» EXERCISE PROMPT:
Copy out the material below line for line, with no changes.

» INPUT MATERIAL:
»»

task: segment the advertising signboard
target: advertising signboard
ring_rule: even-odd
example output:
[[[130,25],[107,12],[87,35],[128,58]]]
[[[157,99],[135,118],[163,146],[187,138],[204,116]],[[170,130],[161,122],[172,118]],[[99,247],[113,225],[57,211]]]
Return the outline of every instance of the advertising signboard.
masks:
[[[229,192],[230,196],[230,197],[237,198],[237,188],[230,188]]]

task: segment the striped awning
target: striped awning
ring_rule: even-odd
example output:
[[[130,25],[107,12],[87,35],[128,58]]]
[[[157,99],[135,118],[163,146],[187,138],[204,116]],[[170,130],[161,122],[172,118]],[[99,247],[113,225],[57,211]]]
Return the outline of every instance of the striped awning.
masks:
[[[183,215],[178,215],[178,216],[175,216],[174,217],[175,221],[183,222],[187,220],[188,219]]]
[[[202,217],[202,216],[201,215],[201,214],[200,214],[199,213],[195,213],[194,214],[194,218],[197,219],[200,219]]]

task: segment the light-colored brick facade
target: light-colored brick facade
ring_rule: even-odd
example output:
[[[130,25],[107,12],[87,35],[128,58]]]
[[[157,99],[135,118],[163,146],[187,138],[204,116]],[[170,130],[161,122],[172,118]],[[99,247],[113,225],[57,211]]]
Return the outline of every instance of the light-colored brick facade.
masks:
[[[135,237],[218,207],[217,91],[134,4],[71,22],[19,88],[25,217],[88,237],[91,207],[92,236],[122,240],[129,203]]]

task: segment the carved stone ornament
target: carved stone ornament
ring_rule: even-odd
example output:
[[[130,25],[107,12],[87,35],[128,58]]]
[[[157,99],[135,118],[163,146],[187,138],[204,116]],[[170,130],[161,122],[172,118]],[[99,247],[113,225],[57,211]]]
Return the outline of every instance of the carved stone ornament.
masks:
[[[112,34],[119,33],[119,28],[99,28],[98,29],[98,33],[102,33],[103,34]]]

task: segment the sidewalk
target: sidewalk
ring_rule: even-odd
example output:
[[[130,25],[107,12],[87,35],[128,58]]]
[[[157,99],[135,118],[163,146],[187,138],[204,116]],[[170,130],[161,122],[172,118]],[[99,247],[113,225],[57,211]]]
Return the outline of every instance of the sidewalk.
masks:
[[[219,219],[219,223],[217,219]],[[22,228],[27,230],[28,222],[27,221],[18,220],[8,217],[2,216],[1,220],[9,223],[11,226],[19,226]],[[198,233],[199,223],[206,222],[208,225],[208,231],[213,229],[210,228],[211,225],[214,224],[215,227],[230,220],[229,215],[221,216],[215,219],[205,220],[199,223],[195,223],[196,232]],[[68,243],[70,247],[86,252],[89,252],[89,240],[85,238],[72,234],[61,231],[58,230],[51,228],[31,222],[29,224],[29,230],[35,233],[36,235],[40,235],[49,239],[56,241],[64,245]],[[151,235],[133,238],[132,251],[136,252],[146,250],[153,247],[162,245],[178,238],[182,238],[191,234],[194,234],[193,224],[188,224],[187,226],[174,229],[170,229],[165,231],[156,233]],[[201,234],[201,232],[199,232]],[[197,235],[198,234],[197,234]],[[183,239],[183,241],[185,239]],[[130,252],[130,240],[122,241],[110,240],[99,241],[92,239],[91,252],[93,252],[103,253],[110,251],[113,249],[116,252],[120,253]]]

««

» PROBLEM SOLUTION:
task: segment the advertising signboard
target: advertising signboard
ring_rule: even-odd
example output:
[[[130,25],[107,12],[87,35],[128,58]]]
[[[157,99],[135,118],[163,146],[187,138],[204,116]],[[170,130],[161,122],[172,118]],[[99,247],[113,225],[57,211]]]
Return the outline of every instance of the advertising signboard.
masks:
[[[229,192],[230,196],[230,197],[237,198],[237,188],[230,188]]]

task: segment the striped awning
target: striped awning
ring_rule: even-odd
example output:
[[[130,25],[107,12],[87,35],[128,58]]]
[[[157,99],[135,118],[163,146],[187,138],[204,116]],[[170,130],[161,122],[172,118]],[[99,247],[113,225],[57,211]]]
Return the outline of every instance of the striped awning.
masks:
[[[183,215],[178,215],[178,216],[175,216],[174,217],[175,221],[183,222],[187,220],[188,219]]]
[[[202,217],[202,216],[201,215],[201,214],[200,214],[199,213],[195,213],[194,214],[194,218],[197,219],[200,219]]]

task: segment the light-colored brick facade
target: light-colored brick facade
ring_rule: even-odd
example output:
[[[130,25],[107,12],[87,35],[128,58]]]
[[[157,99],[135,118],[163,146],[187,138],[204,116]],[[170,130],[161,122],[172,118]],[[99,247],[113,225],[57,211]]]
Return the outline of every instance of the light-colored brick facade.
masks:
[[[135,237],[218,207],[217,91],[134,4],[71,22],[19,88],[25,217],[88,237],[91,207],[92,236],[122,240],[129,203]]]

task: segment the carved stone ornament
target: carved stone ornament
ring_rule: even-odd
example output:
[[[130,25],[107,12],[87,35],[128,58]]]
[[[157,99],[135,118],[163,146],[187,138],[204,116]],[[170,130],[161,122],[172,118]],[[99,247],[113,225],[57,211]]]
Return the outline of every instance of the carved stone ornament.
masks:
[[[112,34],[119,33],[119,28],[99,28],[98,29],[98,33],[102,33],[103,34]]]

task: segment the sidewalk
target: sidewalk
ring_rule: even-odd
example output:
[[[130,25],[107,12],[87,35],[128,58]]]
[[[157,99],[135,118],[163,146],[187,138],[204,116]],[[170,130],[161,122],[172,118]],[[99,247],[113,225],[57,211]]]
Return the outline of every instance of the sidewalk.
masks:
[[[219,219],[219,223],[217,219]],[[22,228],[27,230],[28,222],[27,221],[18,220],[8,217],[2,216],[1,220],[9,223],[11,226],[19,226]],[[198,233],[199,223],[206,222],[208,225],[208,231],[213,229],[210,228],[211,225],[214,224],[215,227],[230,220],[229,215],[221,216],[215,219],[205,220],[199,223],[195,223],[196,232]],[[68,243],[70,247],[86,252],[89,252],[89,240],[85,238],[72,234],[61,231],[58,230],[51,228],[31,222],[29,224],[29,230],[35,233],[36,235],[40,235],[49,239],[56,241],[64,245]],[[151,235],[133,238],[132,251],[136,252],[146,250],[153,247],[162,245],[178,238],[182,238],[191,234],[194,234],[193,224],[188,224],[187,226],[174,229],[170,229],[165,231],[156,233]],[[201,234],[201,232],[199,232]],[[197,235],[198,234],[197,234]],[[183,239],[183,241],[185,239]],[[130,252],[130,240],[122,241],[110,240],[99,241],[92,239],[91,252],[93,252],[103,253],[110,251],[113,249],[116,252],[120,253]]]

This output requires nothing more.